• TO DO
Go through the entries, filter for the word "leaf", and copy every line that has it.

(Saved entries)
———
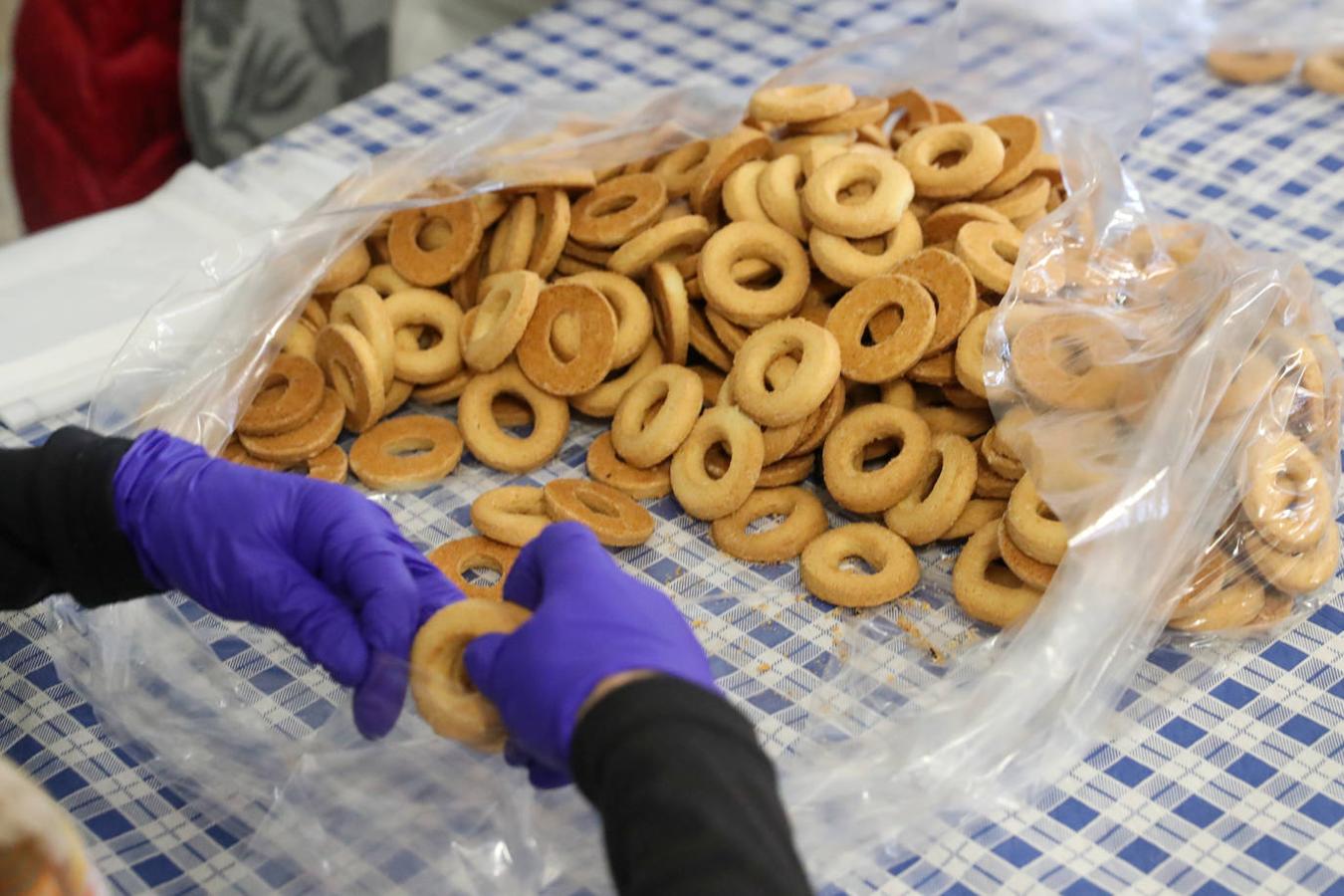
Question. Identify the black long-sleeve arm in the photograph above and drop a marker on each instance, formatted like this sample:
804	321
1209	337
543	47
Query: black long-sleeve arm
58	524
687	796
688	799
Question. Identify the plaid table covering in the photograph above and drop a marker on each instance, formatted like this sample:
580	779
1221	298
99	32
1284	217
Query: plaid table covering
1225	773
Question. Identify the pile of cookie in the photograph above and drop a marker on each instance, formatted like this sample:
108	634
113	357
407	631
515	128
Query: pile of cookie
1323	70
814	285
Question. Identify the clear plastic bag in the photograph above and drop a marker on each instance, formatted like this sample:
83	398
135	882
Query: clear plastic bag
879	738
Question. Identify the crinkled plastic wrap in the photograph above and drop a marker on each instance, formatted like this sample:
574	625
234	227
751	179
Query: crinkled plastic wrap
889	735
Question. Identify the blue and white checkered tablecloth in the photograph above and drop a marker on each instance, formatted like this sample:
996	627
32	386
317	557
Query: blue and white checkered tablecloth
1226	770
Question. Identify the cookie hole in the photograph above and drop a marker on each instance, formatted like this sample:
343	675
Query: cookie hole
513	414
611	206
480	569
870	245
409	446
859	565
765	523
436	234
595	503
882	326
269	394
949	158
999	573
878	454
456	672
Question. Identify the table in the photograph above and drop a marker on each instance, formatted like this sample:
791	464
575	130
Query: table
1226	770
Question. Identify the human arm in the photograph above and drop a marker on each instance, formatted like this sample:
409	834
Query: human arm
687	796
318	561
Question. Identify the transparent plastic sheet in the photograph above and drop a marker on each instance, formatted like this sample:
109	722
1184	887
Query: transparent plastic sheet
884	741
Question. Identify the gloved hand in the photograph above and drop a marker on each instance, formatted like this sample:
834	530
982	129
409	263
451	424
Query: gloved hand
590	621
318	561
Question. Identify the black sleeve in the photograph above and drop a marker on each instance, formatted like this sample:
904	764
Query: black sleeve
58	526
687	796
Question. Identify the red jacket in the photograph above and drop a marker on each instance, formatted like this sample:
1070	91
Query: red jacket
95	114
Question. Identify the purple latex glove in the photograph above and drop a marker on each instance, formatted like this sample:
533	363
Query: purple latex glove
590	621
316	561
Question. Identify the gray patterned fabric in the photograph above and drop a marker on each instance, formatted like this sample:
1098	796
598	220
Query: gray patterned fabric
253	69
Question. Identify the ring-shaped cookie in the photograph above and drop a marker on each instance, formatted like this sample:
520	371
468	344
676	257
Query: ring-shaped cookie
703	340
878	214
304	442
841	457
1020	135
895	567
293	388
615	210
1296	572
799	103
645	484
817	425
978	514
613	515
682	166
945	223
434	266
513	238
982	158
406	453
553	230
672	318
848	265
696	491
511	515
459	557
633	316
603	399
1325	72
777	191
866	111
660	241
645	441
987	592
361	308
803	520
444	692
953	291
740	145
897	350
583	369
740	192
1021	564
749	239
438	312
1232	606
495	448
970	360
1285	493
351	367
507	305
1251	68
816	375
1068	360
990	251
936	503
1032	527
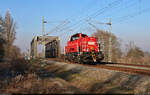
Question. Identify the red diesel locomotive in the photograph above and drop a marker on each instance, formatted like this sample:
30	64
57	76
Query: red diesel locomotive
83	49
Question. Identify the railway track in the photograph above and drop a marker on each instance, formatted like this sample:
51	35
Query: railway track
130	68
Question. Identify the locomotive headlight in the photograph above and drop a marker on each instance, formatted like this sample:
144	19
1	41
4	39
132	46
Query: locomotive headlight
98	49
91	43
87	49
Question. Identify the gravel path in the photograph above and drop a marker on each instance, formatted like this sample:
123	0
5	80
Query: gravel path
96	80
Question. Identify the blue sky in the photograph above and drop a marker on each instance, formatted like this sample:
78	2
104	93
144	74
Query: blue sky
28	15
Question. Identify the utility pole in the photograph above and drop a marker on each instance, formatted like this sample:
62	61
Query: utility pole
43	36
110	42
110	38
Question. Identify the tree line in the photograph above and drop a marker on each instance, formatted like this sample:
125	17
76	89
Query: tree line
7	37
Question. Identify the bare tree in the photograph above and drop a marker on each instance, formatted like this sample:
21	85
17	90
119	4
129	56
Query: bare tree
10	33
103	37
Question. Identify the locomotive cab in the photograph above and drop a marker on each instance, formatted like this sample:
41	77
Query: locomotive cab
80	47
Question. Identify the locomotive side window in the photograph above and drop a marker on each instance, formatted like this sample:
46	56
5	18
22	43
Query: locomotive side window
75	37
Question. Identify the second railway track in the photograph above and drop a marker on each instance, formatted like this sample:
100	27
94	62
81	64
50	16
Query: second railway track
130	68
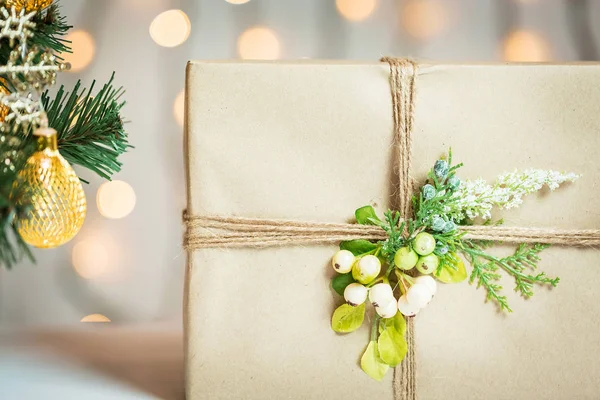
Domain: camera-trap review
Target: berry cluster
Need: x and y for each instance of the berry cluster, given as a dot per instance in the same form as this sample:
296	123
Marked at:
416	293
398	275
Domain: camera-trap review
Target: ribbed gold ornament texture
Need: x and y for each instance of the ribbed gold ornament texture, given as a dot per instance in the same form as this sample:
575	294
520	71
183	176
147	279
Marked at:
58	200
30	5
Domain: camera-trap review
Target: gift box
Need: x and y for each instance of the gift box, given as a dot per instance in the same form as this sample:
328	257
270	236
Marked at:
313	141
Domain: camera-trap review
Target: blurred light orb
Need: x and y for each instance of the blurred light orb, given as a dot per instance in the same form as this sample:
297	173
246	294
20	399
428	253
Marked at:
95	318
90	258
356	10
258	43
170	28
115	199
525	46
179	108
423	19
84	48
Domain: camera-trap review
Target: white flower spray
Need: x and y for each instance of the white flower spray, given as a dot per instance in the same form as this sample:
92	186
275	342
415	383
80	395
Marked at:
477	198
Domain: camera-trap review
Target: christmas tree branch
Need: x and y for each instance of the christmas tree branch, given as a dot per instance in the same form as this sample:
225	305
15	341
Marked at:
50	29
90	128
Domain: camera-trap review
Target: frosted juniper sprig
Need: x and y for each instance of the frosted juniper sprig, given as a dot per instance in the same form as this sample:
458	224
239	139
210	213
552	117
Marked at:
477	198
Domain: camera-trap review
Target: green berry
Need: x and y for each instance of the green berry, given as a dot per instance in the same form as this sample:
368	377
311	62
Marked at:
343	261
428	264
438	223
424	243
406	258
428	192
449	226
366	269
441	169
454	182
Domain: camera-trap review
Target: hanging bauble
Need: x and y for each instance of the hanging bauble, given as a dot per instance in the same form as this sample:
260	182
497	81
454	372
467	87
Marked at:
58	201
30	5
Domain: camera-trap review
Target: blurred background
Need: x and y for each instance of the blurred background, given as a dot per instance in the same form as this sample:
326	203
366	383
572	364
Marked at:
127	264
125	269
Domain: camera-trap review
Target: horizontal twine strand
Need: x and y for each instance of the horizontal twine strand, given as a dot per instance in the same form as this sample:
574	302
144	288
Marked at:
214	231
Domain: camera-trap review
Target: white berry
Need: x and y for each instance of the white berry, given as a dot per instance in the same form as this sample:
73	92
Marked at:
427	281
419	295
406	308
366	269
342	261
387	311
381	294
355	294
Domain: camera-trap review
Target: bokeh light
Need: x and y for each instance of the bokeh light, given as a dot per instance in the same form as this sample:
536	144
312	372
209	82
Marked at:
259	43
356	10
90	258
525	46
170	28
423	19
179	108
115	199
84	48
95	318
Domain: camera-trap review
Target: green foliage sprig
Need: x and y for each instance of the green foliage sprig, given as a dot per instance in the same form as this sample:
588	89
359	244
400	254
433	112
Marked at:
90	128
433	245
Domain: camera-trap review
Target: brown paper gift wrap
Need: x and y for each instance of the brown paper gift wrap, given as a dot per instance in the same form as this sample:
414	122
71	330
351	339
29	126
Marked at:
313	142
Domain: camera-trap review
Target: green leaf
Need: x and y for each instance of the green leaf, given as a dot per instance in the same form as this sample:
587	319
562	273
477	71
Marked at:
397	322
372	363
366	216
340	281
392	347
449	275
358	247
347	318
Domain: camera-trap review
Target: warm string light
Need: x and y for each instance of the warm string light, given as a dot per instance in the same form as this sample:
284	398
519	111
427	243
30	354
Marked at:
259	43
179	108
525	46
356	10
92	258
95	318
84	48
170	28
115	199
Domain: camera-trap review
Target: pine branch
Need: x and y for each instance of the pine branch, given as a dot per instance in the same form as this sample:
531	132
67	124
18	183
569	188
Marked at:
90	128
51	27
49	32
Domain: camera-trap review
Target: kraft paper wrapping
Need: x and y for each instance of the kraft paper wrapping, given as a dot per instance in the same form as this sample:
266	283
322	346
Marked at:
313	141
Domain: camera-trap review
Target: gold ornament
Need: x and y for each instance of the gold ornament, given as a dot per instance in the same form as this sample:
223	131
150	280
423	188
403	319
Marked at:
30	5
58	200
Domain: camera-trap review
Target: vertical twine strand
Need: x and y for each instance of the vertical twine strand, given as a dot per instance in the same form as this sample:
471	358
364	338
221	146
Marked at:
402	83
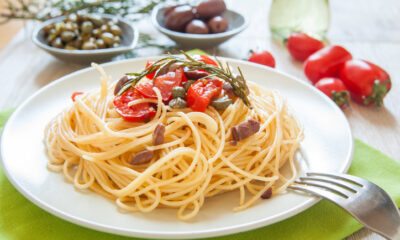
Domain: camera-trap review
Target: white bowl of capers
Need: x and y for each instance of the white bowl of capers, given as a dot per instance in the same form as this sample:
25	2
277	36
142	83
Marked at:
86	38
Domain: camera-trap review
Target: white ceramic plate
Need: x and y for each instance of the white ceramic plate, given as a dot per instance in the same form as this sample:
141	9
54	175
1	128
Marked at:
328	146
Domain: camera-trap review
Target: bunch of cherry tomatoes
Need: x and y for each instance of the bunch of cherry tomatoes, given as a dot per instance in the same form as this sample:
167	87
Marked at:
333	70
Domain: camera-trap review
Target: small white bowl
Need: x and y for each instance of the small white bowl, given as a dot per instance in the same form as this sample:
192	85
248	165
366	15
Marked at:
237	23
129	39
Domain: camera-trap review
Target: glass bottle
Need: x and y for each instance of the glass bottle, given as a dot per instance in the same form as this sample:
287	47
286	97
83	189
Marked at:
309	16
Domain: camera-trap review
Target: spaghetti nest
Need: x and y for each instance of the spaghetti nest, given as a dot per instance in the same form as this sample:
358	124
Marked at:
92	146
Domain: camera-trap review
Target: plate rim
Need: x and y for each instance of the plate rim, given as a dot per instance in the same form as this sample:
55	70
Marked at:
167	235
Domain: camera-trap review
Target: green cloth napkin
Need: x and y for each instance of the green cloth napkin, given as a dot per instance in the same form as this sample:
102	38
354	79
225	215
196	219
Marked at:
21	219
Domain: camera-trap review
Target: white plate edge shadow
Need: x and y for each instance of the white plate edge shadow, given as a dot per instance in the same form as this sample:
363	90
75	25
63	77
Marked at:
———
• EXERCISE RESPONSE
Target: green leaf
Need: x and y for each instance of the green leaf, given as a dot per instance in the same form as this sample:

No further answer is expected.